▶ [Exercise aim]:
Could the lines from the line bearing "TARGET: blue water" to the end of the records below be copied exactly, with the pictures left out and no other lines added?

Dataset entries
········

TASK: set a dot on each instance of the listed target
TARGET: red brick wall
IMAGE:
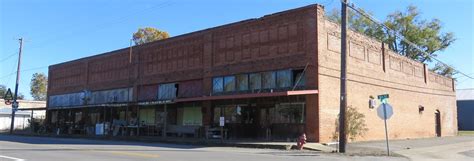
(375, 70)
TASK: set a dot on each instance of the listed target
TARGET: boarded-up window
(269, 80)
(190, 89)
(255, 81)
(167, 91)
(229, 83)
(147, 93)
(217, 84)
(284, 78)
(242, 82)
(299, 78)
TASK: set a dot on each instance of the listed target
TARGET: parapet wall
(373, 69)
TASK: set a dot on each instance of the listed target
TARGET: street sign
(388, 111)
(383, 98)
(15, 105)
(8, 95)
(221, 121)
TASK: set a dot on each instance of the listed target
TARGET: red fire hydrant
(301, 141)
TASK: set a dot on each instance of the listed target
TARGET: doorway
(438, 123)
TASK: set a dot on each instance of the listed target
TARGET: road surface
(22, 148)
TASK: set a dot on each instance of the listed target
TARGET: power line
(391, 31)
(101, 26)
(8, 57)
(25, 70)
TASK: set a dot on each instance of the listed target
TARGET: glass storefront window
(269, 80)
(242, 82)
(147, 116)
(288, 113)
(229, 83)
(284, 78)
(217, 84)
(255, 81)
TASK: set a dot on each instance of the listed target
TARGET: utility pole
(343, 99)
(15, 103)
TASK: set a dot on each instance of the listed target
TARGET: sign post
(385, 111)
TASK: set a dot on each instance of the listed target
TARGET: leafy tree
(355, 124)
(148, 34)
(39, 86)
(426, 34)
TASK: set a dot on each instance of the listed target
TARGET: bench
(179, 130)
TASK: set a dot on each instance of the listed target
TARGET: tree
(355, 124)
(148, 34)
(39, 86)
(3, 91)
(426, 34)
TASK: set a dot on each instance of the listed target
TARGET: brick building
(273, 77)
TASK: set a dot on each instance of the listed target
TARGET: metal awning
(249, 95)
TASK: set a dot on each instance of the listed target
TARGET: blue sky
(56, 30)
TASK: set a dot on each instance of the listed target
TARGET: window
(284, 78)
(299, 78)
(288, 113)
(218, 84)
(255, 81)
(192, 116)
(147, 116)
(242, 82)
(167, 91)
(269, 80)
(229, 83)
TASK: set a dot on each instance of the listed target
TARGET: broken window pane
(284, 78)
(167, 91)
(217, 85)
(229, 83)
(255, 81)
(269, 80)
(242, 82)
(299, 78)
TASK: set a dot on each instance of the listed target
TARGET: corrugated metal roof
(465, 94)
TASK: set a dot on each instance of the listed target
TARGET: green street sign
(8, 95)
(383, 98)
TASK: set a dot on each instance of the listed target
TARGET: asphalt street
(22, 148)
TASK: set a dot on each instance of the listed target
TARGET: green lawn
(466, 133)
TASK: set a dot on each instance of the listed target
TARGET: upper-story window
(229, 83)
(269, 80)
(167, 91)
(284, 78)
(255, 81)
(218, 84)
(299, 78)
(242, 82)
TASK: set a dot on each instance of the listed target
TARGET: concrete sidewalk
(201, 142)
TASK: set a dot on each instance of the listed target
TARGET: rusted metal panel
(189, 89)
(148, 93)
(111, 96)
(167, 91)
(65, 100)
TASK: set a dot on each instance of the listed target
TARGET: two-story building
(273, 77)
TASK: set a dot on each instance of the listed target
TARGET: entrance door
(249, 122)
(438, 123)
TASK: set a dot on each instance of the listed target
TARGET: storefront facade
(270, 78)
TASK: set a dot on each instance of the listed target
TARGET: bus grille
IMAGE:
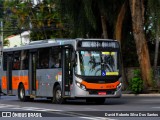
(95, 92)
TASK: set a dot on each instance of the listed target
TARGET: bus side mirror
(73, 59)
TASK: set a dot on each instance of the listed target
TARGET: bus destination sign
(98, 44)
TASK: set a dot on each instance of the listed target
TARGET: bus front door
(9, 74)
(67, 71)
(32, 73)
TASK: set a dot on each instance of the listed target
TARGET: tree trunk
(118, 36)
(137, 13)
(119, 23)
(104, 27)
(156, 53)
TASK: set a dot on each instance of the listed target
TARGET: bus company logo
(101, 86)
(6, 114)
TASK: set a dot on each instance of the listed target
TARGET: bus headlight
(81, 86)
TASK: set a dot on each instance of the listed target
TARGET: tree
(154, 16)
(137, 13)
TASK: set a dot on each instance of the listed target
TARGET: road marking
(8, 106)
(36, 109)
(156, 107)
(73, 114)
(96, 118)
(92, 109)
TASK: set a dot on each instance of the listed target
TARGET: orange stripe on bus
(15, 82)
(100, 86)
(4, 83)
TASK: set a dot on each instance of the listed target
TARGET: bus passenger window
(16, 61)
(55, 58)
(16, 64)
(43, 58)
(24, 60)
(44, 63)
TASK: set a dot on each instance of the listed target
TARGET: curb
(140, 95)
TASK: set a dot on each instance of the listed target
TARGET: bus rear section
(98, 70)
(86, 68)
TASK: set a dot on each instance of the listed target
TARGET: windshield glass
(97, 63)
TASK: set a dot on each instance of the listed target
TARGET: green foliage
(136, 83)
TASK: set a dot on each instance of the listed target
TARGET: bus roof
(51, 42)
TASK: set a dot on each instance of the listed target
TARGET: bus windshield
(97, 63)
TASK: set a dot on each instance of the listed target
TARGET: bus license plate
(101, 93)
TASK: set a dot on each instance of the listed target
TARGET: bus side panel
(46, 80)
(4, 83)
(19, 76)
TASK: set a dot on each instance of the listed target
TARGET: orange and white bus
(63, 69)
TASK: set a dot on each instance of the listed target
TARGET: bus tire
(21, 93)
(57, 95)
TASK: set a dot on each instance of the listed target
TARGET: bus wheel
(57, 95)
(21, 93)
(100, 100)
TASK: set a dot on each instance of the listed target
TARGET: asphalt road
(113, 109)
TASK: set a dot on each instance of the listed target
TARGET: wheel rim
(58, 95)
(21, 94)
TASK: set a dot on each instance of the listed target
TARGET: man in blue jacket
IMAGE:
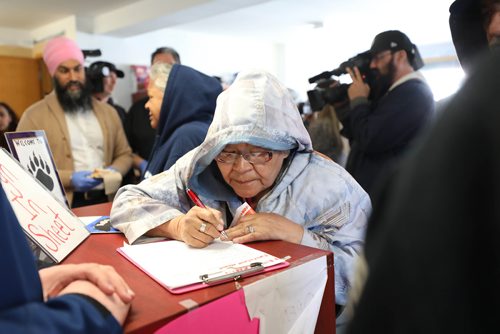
(81, 298)
(380, 129)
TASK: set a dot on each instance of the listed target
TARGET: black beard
(382, 82)
(71, 103)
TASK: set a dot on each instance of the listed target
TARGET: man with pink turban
(84, 134)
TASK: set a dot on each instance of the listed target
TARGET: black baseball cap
(105, 68)
(395, 40)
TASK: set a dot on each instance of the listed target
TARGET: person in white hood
(258, 151)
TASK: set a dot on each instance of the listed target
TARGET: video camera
(99, 70)
(328, 90)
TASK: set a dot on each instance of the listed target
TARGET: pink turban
(58, 50)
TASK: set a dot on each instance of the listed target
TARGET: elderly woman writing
(256, 151)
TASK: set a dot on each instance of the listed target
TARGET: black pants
(89, 198)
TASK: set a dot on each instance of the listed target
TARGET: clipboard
(227, 261)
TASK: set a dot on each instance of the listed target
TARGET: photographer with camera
(387, 114)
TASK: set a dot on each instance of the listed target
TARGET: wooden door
(21, 82)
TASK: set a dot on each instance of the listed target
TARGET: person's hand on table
(199, 226)
(112, 302)
(264, 226)
(57, 278)
(83, 181)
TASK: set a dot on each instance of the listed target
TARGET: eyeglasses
(255, 158)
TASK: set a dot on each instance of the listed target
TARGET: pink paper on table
(225, 315)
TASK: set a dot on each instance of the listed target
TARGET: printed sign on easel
(32, 150)
(44, 219)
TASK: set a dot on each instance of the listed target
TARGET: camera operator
(401, 104)
(83, 133)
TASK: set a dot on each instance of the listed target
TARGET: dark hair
(12, 114)
(167, 50)
(488, 9)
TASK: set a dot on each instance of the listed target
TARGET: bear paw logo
(41, 170)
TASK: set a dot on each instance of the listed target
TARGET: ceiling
(425, 21)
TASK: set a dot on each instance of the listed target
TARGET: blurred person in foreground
(66, 298)
(432, 260)
(385, 118)
(257, 152)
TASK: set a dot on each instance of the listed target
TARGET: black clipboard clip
(236, 275)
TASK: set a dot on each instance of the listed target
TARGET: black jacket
(432, 244)
(378, 136)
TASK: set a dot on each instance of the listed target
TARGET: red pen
(195, 198)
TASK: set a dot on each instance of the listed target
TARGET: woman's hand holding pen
(199, 226)
(264, 226)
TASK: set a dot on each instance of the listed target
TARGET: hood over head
(256, 109)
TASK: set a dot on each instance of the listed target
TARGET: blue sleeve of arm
(66, 314)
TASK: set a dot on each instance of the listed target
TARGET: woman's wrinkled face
(248, 179)
(154, 104)
(5, 119)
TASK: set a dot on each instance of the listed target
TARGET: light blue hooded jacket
(311, 190)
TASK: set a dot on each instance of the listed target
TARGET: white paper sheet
(175, 264)
(289, 302)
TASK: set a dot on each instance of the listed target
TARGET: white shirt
(87, 142)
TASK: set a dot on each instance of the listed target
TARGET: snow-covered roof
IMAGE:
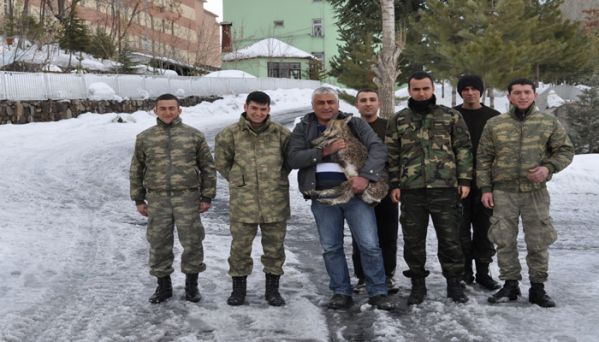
(269, 47)
(230, 74)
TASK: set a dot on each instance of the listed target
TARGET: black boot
(271, 293)
(483, 277)
(468, 277)
(510, 290)
(418, 291)
(537, 295)
(455, 291)
(192, 293)
(164, 290)
(238, 295)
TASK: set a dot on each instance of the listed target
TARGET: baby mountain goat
(351, 159)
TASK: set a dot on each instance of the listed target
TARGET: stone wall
(21, 112)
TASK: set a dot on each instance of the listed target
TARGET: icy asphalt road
(73, 260)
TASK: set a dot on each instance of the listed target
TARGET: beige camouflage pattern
(509, 147)
(539, 234)
(171, 157)
(428, 151)
(253, 162)
(243, 234)
(166, 210)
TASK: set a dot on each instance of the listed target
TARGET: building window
(284, 70)
(317, 30)
(319, 55)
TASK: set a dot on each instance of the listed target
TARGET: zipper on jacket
(170, 159)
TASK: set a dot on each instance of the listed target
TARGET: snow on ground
(73, 254)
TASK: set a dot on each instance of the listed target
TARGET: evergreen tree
(74, 35)
(102, 45)
(499, 40)
(583, 121)
(360, 28)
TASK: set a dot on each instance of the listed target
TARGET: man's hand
(142, 209)
(538, 174)
(487, 200)
(395, 195)
(333, 147)
(463, 190)
(204, 206)
(359, 184)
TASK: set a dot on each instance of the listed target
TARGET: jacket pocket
(236, 177)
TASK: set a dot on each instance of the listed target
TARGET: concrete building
(308, 25)
(178, 34)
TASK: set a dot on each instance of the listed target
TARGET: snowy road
(73, 258)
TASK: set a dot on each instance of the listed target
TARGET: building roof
(269, 47)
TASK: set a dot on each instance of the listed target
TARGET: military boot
(192, 293)
(510, 290)
(418, 291)
(455, 291)
(237, 297)
(468, 277)
(537, 295)
(271, 293)
(164, 290)
(483, 277)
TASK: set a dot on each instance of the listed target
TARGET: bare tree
(386, 70)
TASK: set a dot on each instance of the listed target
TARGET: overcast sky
(215, 6)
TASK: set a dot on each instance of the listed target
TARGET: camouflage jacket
(509, 147)
(253, 162)
(172, 157)
(430, 150)
(303, 156)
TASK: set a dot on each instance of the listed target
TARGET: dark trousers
(475, 243)
(443, 206)
(387, 214)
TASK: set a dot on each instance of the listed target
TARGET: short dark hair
(166, 97)
(366, 90)
(420, 75)
(258, 97)
(521, 81)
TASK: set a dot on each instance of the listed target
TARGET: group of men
(467, 167)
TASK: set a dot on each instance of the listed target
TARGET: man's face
(522, 96)
(325, 106)
(367, 104)
(256, 113)
(471, 95)
(421, 90)
(167, 110)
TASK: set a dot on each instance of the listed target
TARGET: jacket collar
(175, 122)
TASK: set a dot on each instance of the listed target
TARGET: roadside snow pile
(101, 91)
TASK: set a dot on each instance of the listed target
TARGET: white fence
(18, 86)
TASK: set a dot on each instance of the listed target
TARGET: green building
(308, 25)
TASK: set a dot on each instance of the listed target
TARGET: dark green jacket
(509, 147)
(430, 150)
(253, 162)
(172, 157)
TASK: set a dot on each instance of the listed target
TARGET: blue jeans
(362, 223)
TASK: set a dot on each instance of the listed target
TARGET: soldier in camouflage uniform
(518, 153)
(250, 155)
(173, 180)
(430, 170)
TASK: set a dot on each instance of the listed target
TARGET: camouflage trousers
(539, 234)
(444, 208)
(165, 211)
(243, 234)
(474, 229)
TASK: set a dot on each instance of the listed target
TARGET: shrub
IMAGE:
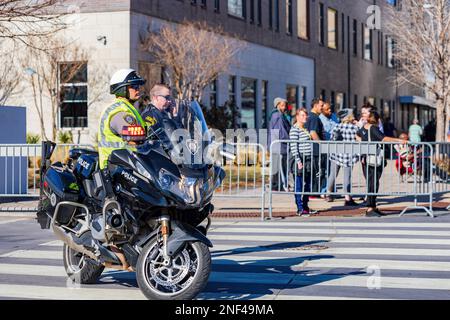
(65, 137)
(33, 138)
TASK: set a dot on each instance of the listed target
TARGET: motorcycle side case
(86, 165)
(62, 185)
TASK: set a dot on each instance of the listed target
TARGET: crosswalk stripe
(337, 263)
(58, 293)
(34, 254)
(12, 221)
(236, 244)
(304, 230)
(280, 238)
(218, 249)
(241, 296)
(342, 251)
(364, 281)
(61, 293)
(332, 224)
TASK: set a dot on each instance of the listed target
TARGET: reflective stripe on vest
(107, 140)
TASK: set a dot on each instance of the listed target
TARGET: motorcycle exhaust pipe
(67, 239)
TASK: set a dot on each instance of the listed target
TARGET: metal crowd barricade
(20, 165)
(245, 175)
(441, 168)
(406, 171)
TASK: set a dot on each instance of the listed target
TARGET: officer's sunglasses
(168, 97)
(135, 87)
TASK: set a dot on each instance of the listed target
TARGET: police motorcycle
(150, 214)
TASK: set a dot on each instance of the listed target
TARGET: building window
(340, 101)
(289, 17)
(259, 12)
(367, 34)
(270, 14)
(332, 101)
(213, 94)
(277, 15)
(332, 28)
(216, 5)
(355, 37)
(321, 24)
(264, 102)
(303, 19)
(232, 89)
(343, 33)
(236, 8)
(252, 11)
(303, 98)
(73, 94)
(390, 52)
(248, 103)
(292, 96)
(323, 95)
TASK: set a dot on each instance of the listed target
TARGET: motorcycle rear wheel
(183, 280)
(80, 268)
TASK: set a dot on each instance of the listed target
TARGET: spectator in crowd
(429, 132)
(389, 128)
(344, 131)
(365, 109)
(371, 132)
(315, 127)
(301, 150)
(328, 121)
(279, 130)
(415, 132)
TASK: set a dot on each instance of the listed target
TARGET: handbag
(375, 160)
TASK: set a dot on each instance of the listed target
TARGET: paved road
(298, 258)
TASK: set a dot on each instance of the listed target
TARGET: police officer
(159, 113)
(125, 85)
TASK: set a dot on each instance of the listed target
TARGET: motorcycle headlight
(184, 188)
(141, 170)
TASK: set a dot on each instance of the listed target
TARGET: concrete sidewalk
(283, 206)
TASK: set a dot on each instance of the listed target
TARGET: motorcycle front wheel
(184, 279)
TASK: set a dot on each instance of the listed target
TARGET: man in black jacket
(279, 130)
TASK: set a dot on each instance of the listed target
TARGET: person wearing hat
(279, 130)
(345, 131)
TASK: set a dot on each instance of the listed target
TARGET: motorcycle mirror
(228, 151)
(133, 131)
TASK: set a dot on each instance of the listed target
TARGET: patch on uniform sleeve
(150, 121)
(129, 119)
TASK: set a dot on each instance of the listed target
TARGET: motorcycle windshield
(191, 138)
(184, 135)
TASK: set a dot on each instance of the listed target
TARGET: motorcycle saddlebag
(62, 185)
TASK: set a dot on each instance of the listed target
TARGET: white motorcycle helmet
(122, 79)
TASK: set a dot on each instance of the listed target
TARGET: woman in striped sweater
(301, 151)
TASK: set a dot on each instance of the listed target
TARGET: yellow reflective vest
(108, 141)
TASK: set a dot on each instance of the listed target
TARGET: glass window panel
(73, 93)
(332, 28)
(236, 8)
(303, 18)
(248, 103)
(73, 115)
(73, 72)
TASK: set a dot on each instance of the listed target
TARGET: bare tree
(60, 62)
(25, 20)
(421, 31)
(193, 55)
(9, 75)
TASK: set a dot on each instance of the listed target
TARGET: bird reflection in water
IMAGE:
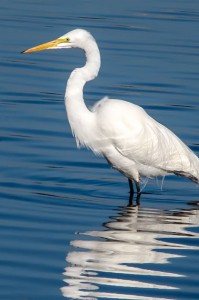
(133, 257)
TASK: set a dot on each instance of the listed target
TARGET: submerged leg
(138, 187)
(131, 186)
(132, 193)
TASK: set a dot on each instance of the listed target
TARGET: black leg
(131, 186)
(138, 188)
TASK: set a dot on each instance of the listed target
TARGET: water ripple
(134, 257)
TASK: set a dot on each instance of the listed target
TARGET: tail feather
(187, 175)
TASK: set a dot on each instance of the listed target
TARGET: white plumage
(131, 141)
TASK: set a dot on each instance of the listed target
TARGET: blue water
(66, 229)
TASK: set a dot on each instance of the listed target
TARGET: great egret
(130, 140)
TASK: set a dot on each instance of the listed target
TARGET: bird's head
(77, 38)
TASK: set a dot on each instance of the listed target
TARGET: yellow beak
(48, 45)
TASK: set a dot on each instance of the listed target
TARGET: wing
(143, 140)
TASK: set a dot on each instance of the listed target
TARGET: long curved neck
(79, 116)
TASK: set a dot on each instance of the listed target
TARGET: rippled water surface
(66, 229)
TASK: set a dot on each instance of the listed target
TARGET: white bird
(130, 140)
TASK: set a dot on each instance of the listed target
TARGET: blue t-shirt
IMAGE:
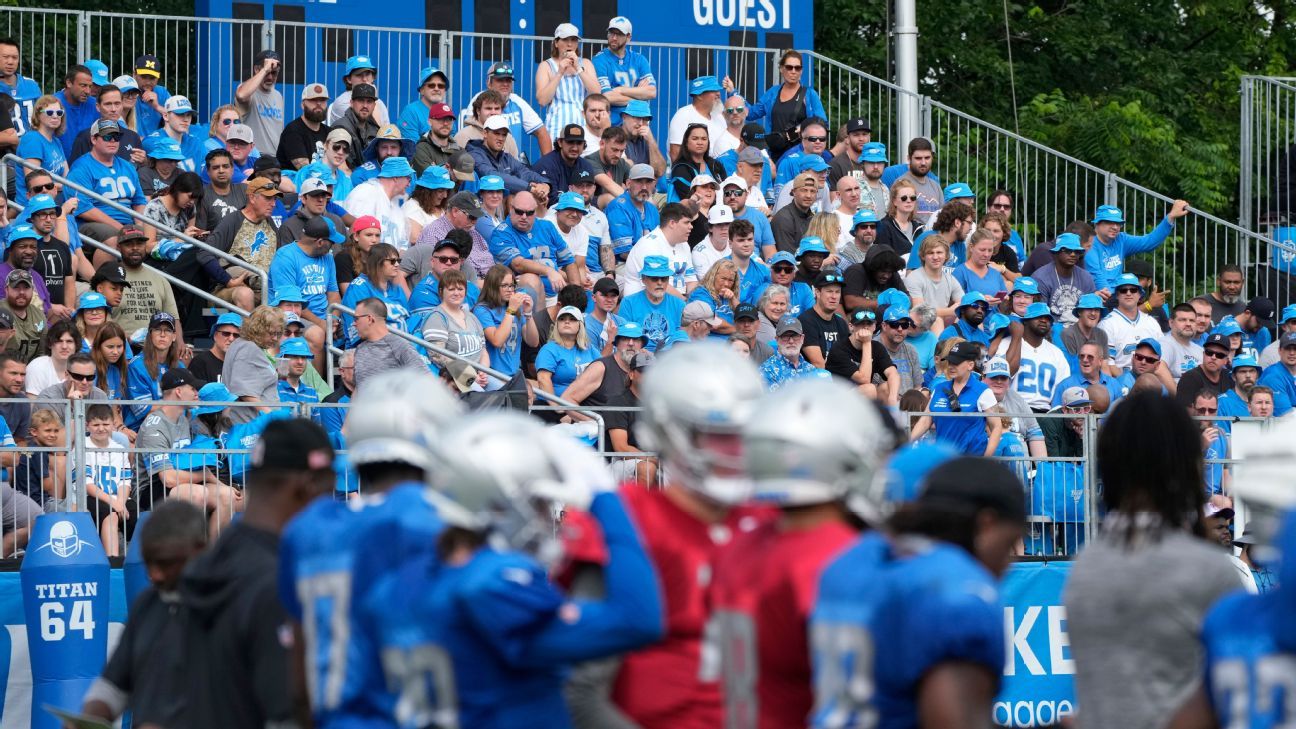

········

▶ [Task answer]:
TARGET: blue water
(66, 229)
TASK: set a dot on each instance of the listed target
TARGET: great egret
(130, 140)
TASK: set a dot on each instance of the listed target
TARGET: bird's head
(77, 38)
TASK: set a dot on each instance of the listed target
TARGET: yellow beak
(48, 45)
TASK: set a dot on each instance of the listed target
TARGET: wing
(143, 140)
TASK: set a dot on each instance of the listed target
TARGET: long curved neck
(79, 116)
TASK: set a dot on each instance of the listed target
TARGET: rippled water surface
(66, 229)
TASK: set a dot on each instance of the listed target
TARGET: white bird
(130, 140)
TASK: set a dot on each instance of the listed target
TARGET: blue t-shirt
IMAGE:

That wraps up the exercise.